-- TASK INPUTS --
---
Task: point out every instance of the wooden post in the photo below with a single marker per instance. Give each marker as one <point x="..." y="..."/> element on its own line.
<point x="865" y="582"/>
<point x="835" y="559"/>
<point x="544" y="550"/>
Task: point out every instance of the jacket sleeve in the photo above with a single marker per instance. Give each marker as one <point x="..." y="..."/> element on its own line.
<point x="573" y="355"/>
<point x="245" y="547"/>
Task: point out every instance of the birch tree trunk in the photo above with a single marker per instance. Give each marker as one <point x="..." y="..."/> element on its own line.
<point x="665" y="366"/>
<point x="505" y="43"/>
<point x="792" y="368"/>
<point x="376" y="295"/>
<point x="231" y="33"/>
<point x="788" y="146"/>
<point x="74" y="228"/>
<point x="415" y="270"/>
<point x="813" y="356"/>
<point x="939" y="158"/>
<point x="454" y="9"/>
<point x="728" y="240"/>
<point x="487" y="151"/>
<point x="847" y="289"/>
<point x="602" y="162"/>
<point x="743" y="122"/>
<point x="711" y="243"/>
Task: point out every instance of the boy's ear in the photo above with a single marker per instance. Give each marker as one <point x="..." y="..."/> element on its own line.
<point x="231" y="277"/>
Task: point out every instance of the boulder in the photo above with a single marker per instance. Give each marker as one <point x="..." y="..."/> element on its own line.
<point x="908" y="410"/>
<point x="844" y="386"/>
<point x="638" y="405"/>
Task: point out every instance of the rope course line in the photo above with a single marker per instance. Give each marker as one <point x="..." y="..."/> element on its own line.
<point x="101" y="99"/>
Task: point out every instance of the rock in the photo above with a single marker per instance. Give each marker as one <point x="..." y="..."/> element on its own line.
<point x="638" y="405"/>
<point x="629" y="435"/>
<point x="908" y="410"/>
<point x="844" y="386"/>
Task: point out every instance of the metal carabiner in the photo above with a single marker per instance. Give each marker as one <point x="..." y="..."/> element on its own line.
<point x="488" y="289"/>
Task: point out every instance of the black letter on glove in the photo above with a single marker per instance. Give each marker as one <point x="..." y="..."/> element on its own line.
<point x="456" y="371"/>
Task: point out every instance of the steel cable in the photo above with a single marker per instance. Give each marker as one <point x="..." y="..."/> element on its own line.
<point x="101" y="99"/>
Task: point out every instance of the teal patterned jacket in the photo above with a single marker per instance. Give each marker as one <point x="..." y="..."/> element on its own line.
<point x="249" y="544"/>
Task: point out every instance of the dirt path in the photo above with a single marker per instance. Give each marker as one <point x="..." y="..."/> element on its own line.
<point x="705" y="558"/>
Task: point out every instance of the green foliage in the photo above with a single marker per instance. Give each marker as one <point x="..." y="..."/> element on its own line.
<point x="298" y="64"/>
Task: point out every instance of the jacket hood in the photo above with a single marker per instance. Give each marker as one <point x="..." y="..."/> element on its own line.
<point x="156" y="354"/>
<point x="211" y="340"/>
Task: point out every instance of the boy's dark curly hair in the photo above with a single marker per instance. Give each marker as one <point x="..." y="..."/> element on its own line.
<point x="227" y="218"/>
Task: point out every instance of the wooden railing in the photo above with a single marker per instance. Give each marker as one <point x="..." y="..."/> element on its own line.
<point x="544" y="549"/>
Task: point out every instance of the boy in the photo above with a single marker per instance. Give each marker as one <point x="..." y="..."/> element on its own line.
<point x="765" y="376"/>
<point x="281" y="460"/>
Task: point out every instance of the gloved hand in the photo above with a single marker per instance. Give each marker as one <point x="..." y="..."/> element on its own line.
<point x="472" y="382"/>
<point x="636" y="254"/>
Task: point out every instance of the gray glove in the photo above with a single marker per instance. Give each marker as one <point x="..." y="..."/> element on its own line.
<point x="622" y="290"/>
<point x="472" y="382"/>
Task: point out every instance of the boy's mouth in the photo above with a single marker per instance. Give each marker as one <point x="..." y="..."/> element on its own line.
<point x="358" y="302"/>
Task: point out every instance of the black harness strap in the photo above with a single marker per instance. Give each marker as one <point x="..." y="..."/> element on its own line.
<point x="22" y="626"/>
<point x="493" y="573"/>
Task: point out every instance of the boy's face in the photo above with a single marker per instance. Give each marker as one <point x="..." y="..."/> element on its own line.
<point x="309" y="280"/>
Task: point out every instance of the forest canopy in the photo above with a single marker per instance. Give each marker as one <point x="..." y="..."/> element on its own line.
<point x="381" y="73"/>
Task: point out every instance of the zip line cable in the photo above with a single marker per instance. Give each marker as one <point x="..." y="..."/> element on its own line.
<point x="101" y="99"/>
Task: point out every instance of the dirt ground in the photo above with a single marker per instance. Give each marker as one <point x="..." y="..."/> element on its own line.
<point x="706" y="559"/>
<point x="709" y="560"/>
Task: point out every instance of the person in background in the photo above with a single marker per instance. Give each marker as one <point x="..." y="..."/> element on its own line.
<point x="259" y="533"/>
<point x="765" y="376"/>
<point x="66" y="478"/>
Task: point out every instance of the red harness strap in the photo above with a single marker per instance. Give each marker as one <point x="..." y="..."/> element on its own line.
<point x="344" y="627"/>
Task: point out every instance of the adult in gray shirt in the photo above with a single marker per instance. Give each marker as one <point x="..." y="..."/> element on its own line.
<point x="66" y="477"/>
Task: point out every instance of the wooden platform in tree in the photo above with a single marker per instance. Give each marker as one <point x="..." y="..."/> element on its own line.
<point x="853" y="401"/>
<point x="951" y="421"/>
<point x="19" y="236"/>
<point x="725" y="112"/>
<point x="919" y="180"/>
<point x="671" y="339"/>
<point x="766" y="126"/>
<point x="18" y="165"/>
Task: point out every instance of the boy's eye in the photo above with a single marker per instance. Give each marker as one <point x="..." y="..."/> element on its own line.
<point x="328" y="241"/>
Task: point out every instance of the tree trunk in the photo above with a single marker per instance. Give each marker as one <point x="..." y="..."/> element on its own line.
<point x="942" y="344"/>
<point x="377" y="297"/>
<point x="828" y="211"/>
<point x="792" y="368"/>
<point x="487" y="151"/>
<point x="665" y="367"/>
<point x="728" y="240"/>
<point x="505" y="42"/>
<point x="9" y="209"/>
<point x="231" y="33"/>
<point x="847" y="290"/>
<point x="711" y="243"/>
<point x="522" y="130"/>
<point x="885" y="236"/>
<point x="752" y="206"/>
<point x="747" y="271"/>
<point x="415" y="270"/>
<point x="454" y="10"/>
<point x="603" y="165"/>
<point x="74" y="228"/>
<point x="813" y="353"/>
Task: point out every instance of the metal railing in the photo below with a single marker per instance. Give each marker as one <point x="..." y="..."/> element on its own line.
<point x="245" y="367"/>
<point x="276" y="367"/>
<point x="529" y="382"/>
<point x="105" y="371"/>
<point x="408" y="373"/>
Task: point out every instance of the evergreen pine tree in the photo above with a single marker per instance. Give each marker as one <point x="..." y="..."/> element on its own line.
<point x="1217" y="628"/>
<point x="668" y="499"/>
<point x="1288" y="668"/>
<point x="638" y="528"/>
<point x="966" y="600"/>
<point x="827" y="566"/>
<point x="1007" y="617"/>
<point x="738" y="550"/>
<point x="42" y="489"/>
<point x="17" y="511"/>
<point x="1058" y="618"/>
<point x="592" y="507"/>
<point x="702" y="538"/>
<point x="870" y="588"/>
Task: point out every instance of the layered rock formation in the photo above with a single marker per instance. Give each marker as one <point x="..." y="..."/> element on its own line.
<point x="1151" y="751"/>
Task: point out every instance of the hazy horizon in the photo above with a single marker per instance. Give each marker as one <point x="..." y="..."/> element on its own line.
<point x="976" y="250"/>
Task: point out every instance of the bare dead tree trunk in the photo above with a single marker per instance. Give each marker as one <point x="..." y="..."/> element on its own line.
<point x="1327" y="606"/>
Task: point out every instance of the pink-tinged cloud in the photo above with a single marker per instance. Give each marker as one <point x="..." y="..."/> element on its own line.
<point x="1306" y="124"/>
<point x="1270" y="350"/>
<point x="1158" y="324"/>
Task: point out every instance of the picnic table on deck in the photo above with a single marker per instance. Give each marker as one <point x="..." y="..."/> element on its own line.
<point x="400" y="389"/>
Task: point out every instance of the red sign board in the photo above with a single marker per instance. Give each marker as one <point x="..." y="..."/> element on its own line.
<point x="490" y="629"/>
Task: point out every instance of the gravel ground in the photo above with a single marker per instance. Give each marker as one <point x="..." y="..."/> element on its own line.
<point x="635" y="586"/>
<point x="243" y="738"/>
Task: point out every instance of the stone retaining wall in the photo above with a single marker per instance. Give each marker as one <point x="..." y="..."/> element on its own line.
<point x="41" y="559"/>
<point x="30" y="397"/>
---
-- WHAT TO PRODUCE --
When you reach the line containing "Task: point out every instance of the stone" in the data above, retype it and each line after it through the final one, exactly as written.

-- WRITTEN REPLY --
Task: point out every instance of the stone retaining wall in the photo above with a single marker per instance. Give each marker as one <point x="..." y="..."/> element on its own line.
<point x="41" y="559"/>
<point x="30" y="397"/>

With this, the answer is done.